## Extrait à lire
──────────

Avec la Compagnie Mixt Forma, vous assumez le collectif dans le processus de création. On imagine aisément comment les idées peuvent arriver (tout le monde peut en avoir et une mise en commun est facilement envisageable), mais comment se prennent les décisions importantes d’ordre esthétique ou formel ?
Pierre Lison : En effet, la compagnie Mixt Forma regroupe plusieurs artistes venant de disciplines très différentes les unes des autres. Le chant, le jeu théâtral, la percussion, la danse, la poésie, l’électronique et la composition musicale. Nous traversons ensemble le processus de création de la manière la plus horizontale possible. Une chose nous relie. C’est cette volonté de création et d’articulation des différentes disciplines présentes pour ce projet. Nous prenons le soin de comprendre chaque médium en passant par des ateliers d’écritures, de partage de références, de présentation d’un catalogue de technologies disponibles, d’ateliers de mouvements, de techniques de jeu, de dictions… Ensuite, les idées sont partagées de manière assez intuitive. Nous avons très vite remarqué que l’écriture au plateau était l’un des moyens les plus efficaces de faire ressortir le plein potentiel de nos présences pluridisciplinaires. Il reste tout de même l’opportunité à Mathieu de trancher.

On imagine aussi que, après le partage des idées, chacun part travailler sa partie de son côté : comment est réajustée chacune des parties par rapport au reste ? Par exemple, les textes poétiques, qui sous-tendent tout le spectacle, ont-ils évolué au fil de son élaboration ?
Dominique Quélen : Le texte, comme les autres éléments de cette création, est jusqu’au bout un travail en cours, rien n’étant fixé ni figé.

Au contraire de ce qui se passe avec l’écriture des livres, lesquels me sont à chaque fois comme mon propre corps : à n’ouvrir qu’après ma mort (c’est-à-dire après publication puisqu’alors c’est le livre qui se met à vivre – à condition qu’on l’ouvre, donc), j’aime l’idée, dans une collaboration avec un compositeur et, dans le cas présent, avec toute une équipe participant à l’élaboration commune de l’œuvre, de me laisser mener et que le texte soit une simple matière, que dans cette hésitation prolongée entre le son et le sens qui selon Valéry caractérise le poème, le son ait sa part davantage encore que dans la poésie, et la littérature en général, faite pour le livre ou la lecture silencieuse.
Un des intérêts, encore, de travailler avec Mathieu, c’est que sa méthode, qu’on pourrait mettre au pluriel tant elle s’adapte souplement aux diverses situations de création, et notamment pour cette pièce, pousse au composite, que le risque soit évité d’une unité d’aspect (car c’est effectivement un risque lorsque, comme moi, on écrit surtout par séries).

──────────

## Enregistrements fournis
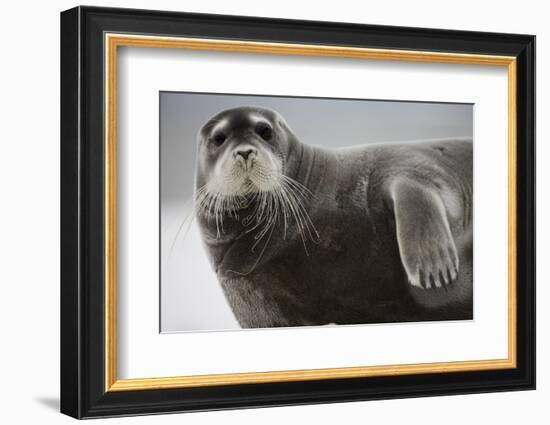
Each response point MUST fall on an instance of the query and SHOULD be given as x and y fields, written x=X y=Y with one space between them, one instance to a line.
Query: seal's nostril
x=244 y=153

──────────

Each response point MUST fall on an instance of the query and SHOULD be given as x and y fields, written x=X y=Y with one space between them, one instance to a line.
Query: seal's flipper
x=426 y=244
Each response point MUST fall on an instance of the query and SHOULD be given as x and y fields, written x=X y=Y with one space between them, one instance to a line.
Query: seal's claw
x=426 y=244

──────────

## Problème posé
Reproduisez fidèlement, dans l'entretien sur la Compagnie Mixt Forma, tout le passage qui va de « Dominique Quélen : Le » jusqu'à « la lecture silencieuse. ».

## Réponse ci-dessous
Dominique Quélen : Le texte, comme les autres éléments de cette création, est jusqu’au bout un travail en cours, rien n’étant fixé ni figé.

Au contraire de ce qui se passe avec l’écriture des livres, lesquels me sont à chaque fois comme mon propre corps : à n’ouvrir qu’après ma mort (c’est-à-dire après publication puisqu’alors c’est le livre qui se met à vivre – à condition qu’on l’ouvre, donc), j’aime l’idée, dans une collaboration avec un compositeur et, dans le cas présent, avec toute une équipe participant à l’élaboration commune de l’œuvre, de me laisser mener et que le texte soit une simple matière, que dans cette hésitation prolongée entre le son et le sens qui selon Valéry caractérise le poème, le son ait sa part davantage encore que dans la poésie, et la littérature en général, faite pour le livre ou la lecture silencieuse.